━━━━━ RECORDS FOR THIS TASK

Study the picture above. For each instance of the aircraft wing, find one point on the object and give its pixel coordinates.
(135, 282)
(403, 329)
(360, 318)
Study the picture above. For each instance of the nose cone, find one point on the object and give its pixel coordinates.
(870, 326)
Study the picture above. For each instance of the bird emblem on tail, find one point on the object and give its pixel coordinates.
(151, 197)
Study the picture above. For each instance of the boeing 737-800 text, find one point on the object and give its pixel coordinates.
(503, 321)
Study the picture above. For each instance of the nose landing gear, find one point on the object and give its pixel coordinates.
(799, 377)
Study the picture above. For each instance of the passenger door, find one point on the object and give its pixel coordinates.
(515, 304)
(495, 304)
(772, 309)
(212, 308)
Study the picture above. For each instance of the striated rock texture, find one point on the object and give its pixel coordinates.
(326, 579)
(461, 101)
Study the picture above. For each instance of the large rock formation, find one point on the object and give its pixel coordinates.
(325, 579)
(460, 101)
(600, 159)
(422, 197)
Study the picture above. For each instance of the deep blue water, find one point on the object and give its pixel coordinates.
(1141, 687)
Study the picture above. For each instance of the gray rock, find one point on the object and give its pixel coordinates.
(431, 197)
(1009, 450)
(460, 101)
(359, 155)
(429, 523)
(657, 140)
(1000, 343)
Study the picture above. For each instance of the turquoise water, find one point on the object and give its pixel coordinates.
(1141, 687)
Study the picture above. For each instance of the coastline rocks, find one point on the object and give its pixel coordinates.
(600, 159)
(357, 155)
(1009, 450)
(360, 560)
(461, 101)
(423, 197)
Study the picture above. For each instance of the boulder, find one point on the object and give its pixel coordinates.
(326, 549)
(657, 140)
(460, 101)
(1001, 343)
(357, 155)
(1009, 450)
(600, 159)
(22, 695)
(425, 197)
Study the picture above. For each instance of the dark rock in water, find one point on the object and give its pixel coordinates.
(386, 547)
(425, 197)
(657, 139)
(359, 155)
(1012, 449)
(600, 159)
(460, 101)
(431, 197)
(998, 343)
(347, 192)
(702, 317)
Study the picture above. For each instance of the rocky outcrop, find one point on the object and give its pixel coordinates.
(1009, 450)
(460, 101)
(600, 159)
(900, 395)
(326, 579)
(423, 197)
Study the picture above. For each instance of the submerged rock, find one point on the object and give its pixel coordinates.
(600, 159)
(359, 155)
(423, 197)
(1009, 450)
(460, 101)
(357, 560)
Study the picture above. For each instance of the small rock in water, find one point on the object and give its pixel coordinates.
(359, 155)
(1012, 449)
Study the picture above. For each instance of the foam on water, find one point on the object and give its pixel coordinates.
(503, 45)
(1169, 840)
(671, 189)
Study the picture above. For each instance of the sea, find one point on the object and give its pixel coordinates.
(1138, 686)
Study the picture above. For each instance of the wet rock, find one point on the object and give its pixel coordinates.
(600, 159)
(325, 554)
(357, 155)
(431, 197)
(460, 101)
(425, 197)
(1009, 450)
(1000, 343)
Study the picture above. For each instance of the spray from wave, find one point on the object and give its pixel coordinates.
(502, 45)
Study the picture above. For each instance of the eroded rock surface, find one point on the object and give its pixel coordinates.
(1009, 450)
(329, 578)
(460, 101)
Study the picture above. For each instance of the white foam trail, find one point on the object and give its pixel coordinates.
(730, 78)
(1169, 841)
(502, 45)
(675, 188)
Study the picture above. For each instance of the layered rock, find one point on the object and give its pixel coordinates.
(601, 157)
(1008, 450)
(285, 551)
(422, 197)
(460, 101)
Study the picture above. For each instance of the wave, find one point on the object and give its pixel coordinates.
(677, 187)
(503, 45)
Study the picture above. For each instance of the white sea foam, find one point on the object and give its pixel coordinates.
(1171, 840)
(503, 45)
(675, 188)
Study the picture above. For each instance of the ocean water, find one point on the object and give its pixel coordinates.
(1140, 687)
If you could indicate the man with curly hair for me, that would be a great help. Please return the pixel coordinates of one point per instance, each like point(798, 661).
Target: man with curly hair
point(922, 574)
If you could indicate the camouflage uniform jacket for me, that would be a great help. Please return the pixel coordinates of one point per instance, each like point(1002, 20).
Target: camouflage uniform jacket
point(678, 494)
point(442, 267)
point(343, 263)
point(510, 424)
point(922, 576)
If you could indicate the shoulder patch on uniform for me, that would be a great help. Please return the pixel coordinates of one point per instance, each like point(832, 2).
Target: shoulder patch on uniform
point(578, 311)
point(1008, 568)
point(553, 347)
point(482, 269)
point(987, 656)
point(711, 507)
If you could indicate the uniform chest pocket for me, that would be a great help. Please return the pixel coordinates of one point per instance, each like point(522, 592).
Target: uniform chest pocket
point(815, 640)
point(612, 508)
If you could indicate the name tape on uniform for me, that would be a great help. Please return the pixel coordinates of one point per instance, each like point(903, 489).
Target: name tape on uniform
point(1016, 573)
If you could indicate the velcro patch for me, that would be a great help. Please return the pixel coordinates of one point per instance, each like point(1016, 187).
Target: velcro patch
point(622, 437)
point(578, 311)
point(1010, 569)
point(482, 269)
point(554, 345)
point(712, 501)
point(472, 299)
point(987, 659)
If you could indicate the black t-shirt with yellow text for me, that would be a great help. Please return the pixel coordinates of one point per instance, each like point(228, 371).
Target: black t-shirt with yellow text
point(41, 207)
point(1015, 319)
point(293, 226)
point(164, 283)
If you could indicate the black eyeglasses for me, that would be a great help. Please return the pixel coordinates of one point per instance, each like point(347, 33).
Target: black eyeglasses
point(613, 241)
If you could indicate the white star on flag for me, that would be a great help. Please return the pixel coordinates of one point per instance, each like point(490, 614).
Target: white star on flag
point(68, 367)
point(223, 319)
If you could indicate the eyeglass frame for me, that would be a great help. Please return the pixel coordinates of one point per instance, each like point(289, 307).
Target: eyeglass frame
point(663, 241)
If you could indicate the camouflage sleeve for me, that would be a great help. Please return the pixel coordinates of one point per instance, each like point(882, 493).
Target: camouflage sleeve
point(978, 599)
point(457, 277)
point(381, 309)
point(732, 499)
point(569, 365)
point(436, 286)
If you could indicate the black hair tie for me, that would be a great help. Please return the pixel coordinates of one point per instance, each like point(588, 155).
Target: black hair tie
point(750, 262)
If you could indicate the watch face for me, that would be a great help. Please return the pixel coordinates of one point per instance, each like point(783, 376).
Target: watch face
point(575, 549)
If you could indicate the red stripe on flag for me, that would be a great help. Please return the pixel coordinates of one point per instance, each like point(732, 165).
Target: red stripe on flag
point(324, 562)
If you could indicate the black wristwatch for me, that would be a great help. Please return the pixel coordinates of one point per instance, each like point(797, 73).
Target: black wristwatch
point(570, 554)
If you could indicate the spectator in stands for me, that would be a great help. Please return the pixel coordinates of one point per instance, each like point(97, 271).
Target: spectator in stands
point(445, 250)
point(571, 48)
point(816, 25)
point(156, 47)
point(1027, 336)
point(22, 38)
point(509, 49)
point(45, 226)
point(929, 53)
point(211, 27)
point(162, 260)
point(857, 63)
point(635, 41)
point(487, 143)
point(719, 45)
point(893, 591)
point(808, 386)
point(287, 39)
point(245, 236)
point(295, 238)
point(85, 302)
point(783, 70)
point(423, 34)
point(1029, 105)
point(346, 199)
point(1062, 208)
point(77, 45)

━━━━━━━━━━

• [WRITTEN PROBLEM] Rescale the stretch of data from the line containing "Study the picture above. For each instance of the layered" through the line containing "point(711, 507)": write out every line again, with each pixel coordinate in the answers multiplied by 1.4 and rounded to a whole number, halves up. Leave all other numbers unchanged, including those in the sample formats.

• [THE ANSWER]
Study the picture above. For each instance of the layered rock, find one point on the object and give its pixel coordinates.
(841, 220)
(1411, 630)
(399, 771)
(591, 276)
(644, 141)
Study the picture above. For each instance of the wave, find one point on the object and give its pixel coordinates.
(948, 262)
(704, 63)
Study the picture above. For each instance of the white sea foam, find one point on the object and give its pixel coordinates.
(1639, 1176)
(704, 63)
(945, 263)
Study the picture above. For each instance of the ocean water, find one point on the object and give its pixel coordinates.
(1596, 962)
If you could indicate the man with curly hair for me, that would be a great help. Please return the pixel coordinates of one point per instance, each like point(798, 661).
Target: man with curly hair
point(1291, 804)
If you could indicate the camouflage uniform jacket for me, that would be a great help. Please return the pixel coordinates of one point per instance, each like point(1002, 20).
Target: camouflage uniform jacket
point(949, 692)
point(619, 374)
point(480, 368)
point(714, 594)
point(1291, 806)
If you could indicate the shoulder patch on uniform for me, that would be a great help. Please return the pixel coordinates of one point per instance, each like point(832, 2).
Target: shoulder patch on uniform
point(809, 435)
point(1411, 795)
point(774, 486)
point(675, 377)
point(1382, 918)
point(995, 710)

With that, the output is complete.